## STATED GOAL
Please update the stretch from the line containing "Target: white fishing boat" through the line containing "(945, 1020)" by replacing "fishing boat" with "fishing vessel" and leaving everything else unchanged. Return only those lines.

## RECORDS TO USE

____

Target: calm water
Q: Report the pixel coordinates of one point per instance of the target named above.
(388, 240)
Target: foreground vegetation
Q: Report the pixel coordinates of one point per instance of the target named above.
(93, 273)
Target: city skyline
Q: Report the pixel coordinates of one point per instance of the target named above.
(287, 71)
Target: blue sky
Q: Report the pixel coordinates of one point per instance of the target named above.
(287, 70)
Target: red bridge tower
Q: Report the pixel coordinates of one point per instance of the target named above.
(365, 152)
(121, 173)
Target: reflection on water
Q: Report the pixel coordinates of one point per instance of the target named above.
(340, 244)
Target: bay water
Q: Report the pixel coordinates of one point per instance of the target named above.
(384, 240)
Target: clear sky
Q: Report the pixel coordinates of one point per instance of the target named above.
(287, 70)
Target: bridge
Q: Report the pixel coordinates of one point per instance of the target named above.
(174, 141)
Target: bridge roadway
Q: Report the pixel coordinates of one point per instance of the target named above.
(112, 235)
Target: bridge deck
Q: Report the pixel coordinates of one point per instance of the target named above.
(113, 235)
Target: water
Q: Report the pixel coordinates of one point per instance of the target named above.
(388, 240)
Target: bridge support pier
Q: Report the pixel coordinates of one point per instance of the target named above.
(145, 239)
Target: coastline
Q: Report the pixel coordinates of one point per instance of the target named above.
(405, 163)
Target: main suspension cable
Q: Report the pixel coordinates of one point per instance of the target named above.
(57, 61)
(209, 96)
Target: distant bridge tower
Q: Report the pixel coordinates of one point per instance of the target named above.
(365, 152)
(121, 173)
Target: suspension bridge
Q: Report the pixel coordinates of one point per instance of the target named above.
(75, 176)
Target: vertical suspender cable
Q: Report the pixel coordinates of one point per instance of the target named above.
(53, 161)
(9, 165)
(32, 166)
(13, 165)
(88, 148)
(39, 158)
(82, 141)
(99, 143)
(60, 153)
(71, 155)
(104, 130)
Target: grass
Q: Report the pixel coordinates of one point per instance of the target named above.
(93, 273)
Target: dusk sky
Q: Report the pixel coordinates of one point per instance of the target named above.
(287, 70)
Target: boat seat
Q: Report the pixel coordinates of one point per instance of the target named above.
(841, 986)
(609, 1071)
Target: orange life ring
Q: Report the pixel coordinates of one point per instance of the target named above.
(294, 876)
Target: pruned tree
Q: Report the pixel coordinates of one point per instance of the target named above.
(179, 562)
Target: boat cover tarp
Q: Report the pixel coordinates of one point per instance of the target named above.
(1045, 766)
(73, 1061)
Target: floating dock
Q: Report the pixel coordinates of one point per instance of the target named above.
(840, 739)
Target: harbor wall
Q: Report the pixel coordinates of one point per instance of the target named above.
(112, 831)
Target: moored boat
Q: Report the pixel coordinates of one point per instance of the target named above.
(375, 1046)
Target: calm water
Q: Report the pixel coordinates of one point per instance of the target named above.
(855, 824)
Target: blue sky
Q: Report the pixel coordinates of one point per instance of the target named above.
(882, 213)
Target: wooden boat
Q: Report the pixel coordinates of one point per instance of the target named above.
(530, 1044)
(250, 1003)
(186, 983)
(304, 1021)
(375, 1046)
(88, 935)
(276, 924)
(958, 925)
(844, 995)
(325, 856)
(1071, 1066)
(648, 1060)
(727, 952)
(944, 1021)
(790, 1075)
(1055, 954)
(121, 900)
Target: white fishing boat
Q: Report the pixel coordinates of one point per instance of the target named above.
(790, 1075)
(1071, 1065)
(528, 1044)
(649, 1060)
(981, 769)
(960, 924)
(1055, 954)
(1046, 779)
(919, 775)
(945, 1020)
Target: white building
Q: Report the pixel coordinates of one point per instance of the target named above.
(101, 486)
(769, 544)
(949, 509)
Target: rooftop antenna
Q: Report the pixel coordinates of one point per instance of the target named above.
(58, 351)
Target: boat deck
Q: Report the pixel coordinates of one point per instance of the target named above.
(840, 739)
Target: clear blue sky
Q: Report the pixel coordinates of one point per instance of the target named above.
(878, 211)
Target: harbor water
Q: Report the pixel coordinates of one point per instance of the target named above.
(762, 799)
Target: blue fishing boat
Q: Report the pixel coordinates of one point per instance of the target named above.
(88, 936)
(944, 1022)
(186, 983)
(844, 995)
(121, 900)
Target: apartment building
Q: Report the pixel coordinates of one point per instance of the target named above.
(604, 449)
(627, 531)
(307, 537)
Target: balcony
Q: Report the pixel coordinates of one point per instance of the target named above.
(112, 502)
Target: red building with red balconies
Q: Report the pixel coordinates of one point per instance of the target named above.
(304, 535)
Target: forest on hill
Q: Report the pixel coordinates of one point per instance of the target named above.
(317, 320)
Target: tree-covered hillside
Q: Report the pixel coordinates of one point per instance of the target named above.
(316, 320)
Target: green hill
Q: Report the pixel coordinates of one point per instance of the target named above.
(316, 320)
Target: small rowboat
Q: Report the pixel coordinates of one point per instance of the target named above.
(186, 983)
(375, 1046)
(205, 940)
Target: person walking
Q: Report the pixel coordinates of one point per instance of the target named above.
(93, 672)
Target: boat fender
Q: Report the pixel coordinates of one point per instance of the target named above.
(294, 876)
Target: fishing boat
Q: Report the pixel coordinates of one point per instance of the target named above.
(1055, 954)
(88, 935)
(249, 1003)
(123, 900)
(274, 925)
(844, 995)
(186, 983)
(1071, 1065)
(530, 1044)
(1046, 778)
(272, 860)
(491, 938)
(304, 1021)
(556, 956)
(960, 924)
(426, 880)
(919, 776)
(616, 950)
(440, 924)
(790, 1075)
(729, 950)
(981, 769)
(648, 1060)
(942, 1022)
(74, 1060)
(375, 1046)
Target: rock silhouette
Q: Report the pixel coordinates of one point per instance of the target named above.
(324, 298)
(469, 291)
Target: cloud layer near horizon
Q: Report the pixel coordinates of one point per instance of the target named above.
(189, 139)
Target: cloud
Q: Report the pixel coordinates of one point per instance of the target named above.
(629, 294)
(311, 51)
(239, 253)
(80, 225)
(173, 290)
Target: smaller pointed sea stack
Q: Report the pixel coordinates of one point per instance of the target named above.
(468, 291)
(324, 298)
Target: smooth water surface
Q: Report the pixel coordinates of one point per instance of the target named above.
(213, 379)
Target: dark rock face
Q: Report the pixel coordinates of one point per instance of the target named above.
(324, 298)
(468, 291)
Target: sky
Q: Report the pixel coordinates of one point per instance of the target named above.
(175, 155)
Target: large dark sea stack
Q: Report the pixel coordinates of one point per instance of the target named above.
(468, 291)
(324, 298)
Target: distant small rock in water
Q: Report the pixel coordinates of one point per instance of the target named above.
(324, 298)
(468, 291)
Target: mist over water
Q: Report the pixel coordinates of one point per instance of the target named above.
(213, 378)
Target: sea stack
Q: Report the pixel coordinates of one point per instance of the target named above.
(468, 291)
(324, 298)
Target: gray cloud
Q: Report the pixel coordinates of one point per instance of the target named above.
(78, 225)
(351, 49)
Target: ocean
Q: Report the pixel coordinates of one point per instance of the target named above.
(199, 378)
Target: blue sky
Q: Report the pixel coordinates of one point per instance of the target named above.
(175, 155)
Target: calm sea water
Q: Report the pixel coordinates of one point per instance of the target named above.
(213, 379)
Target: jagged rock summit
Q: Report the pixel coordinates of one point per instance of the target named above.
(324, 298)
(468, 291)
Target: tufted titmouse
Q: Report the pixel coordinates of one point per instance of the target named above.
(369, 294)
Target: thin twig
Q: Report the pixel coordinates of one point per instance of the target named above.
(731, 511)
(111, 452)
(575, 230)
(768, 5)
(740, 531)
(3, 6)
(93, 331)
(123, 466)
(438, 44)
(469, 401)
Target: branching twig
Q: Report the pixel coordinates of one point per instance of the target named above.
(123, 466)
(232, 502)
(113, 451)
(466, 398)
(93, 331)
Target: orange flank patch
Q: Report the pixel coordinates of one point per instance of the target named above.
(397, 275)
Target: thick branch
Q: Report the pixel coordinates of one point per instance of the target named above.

____

## RESULT OF THIS EXERCISE
Target: white fishing vessel
Q: Report the pixel coordinates of one point per instance of the target named above.
(790, 1075)
(1071, 1065)
(528, 1044)
(649, 1060)
(981, 769)
(960, 924)
(1055, 954)
(1046, 779)
(919, 775)
(945, 1020)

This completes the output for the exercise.